• [Objetivo da tarefa]: Extraia das linhas abaixo todas as que contêm a palavra "roof" e copie cada uma sem mudar nada.
::: Dados fornecidos
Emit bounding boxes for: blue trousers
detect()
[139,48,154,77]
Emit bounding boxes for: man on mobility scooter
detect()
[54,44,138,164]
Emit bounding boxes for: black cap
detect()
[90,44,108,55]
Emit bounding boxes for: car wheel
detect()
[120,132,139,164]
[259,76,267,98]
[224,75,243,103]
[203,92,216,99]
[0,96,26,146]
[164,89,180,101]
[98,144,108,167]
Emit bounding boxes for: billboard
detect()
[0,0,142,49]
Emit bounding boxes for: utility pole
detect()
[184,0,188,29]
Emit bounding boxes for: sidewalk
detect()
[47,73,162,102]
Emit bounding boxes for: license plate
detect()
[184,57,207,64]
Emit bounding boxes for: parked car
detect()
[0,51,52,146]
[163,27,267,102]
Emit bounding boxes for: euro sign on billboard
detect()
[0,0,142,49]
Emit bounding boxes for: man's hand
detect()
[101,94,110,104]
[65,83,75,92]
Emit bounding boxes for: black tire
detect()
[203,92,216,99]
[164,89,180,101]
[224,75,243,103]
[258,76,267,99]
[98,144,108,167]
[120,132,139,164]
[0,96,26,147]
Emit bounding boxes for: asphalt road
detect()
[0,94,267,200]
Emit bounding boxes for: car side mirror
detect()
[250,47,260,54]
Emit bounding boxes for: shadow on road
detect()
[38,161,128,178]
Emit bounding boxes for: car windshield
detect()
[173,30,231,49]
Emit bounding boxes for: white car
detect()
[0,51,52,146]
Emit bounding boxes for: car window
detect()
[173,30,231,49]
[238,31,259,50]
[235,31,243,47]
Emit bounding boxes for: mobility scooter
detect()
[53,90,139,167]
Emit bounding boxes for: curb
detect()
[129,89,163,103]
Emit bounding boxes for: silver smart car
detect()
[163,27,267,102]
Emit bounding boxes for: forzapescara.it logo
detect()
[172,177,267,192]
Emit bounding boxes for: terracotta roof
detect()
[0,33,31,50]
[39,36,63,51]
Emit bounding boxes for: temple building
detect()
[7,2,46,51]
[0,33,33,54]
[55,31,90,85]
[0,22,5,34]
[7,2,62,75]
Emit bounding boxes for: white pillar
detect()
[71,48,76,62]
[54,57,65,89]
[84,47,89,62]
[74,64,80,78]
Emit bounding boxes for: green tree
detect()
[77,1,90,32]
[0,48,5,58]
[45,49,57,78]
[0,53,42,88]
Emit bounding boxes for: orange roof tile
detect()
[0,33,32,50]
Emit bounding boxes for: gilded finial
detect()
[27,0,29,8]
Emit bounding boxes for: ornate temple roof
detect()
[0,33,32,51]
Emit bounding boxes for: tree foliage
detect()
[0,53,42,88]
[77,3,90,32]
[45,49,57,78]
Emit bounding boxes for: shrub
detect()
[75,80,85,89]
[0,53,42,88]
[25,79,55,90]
::::::
• [Resposta da tarefa]:
Emit bounding boxes for: terracotta roof
Emit bounding boxes for: orange roof tile
Emit bounding boxes for: ornate temple roof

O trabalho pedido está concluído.